EXERCISE SET:
A - Answer these questions from the text on the Land O'Corn train:
(i) Between which two cities did the Illinois Central Railroad operate the Land O'Corn?
(ii) Which company manufactured the Motorailers?
(iii) What was the total seating capacity of the Motorailer?
B - Continue the text on the Land O'Corn train, starting after its final sentence.

TEXT PROVIDED:

The Land O'Corn was a streamlined passenger train operated by the Illinois Central Railroad between Chicago, Illinois, and Waterloo, Iowa, from 1941 until 1967. Its inception was due in no small part to John W. Rath of Ackley, IA and part owner of the Rath Packing Co. of Waterloo, Iowa as well as a member of the Illinois Central's board of directors. It featured a wide range of equipment over its existence, including self-propelled Motorailers and steam locomotives, before finally adopting conventional diesel locomotives and lightweight cars. The Illinois Central discontinued the Land O'Corn in 1967; Amtrak later operated the Black Hawk over part of its route.

== History ==
Initially the Illinois Central used self-propelled "Motorailers" manufactured by the American Car and Foundry Company. The Motorailer was a two-unit diesel multiple unit with a top speed of 83 mph. Both units were powered; the driving car had two engines and the trailer one. Each engine was rated at 225 hp. The lead car seated 70 while the rear car seated 39 for a total capacity of 109. The rear car included a coffee shop/cafe with limited seating. Unusually, the engineer sat in the open at the front of the driving car. Each car was 75 ft long.

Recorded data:
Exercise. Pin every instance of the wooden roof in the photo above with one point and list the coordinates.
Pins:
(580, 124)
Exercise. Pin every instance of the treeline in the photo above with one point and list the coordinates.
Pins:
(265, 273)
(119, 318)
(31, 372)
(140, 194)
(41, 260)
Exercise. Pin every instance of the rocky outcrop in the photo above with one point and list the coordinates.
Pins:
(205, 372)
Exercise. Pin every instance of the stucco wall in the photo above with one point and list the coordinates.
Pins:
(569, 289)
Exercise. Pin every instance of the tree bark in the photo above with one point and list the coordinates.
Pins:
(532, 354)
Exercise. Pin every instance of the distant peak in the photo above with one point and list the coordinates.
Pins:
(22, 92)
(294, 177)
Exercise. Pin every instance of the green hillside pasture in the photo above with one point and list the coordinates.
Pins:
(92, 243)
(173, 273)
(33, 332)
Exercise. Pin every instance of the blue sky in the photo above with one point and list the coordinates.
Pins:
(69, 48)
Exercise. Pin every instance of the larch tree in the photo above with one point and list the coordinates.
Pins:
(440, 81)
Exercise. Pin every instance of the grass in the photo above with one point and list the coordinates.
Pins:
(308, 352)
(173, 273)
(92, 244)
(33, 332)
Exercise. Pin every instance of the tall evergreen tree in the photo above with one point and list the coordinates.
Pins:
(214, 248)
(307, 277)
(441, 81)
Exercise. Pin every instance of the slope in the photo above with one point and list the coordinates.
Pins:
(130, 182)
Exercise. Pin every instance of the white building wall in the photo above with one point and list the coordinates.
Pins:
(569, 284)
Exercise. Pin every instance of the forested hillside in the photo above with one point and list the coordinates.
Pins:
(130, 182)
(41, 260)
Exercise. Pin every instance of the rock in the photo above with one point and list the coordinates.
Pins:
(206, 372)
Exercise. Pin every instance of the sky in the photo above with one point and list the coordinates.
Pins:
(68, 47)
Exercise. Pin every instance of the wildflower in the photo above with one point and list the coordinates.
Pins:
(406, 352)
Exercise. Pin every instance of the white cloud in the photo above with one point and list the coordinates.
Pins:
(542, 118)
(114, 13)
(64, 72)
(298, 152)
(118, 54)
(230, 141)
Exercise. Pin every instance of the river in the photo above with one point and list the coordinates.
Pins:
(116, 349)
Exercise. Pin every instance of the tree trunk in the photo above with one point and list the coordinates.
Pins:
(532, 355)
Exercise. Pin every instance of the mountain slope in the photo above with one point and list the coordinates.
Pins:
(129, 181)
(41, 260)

ANSWERS:
A -
(i) Chicago, Illinois, and Waterloo, Iowa
(ii) The American Car and Foundry Company
(iii) 109 passengers

B -
The Motorailer-equipped Land O'Corn made its first run between Chicago and Waterloo on October 26, 1941. In February 1942 a collision with a beer truck wrecked the Motorailer and killed the engineer. Material shortages caused by World War II prevented ACF from building a replacement so the Illinois Central began operating regular steam-pulled coaches over the schedule. The Illinois Central re-equipped the Land O'Corn with diesel-pulled lightweight equipment on February 12, 1947, although steam engines continued to substitute well into the 1950s. The train's new consist was four 56-seat lightweight coaches built by Pullman-Standard (part of a larger order which reequipped the City of New Orleans and Green Diamond) and a heavyweight cafe/lounge. An EMD E7 headed up the train.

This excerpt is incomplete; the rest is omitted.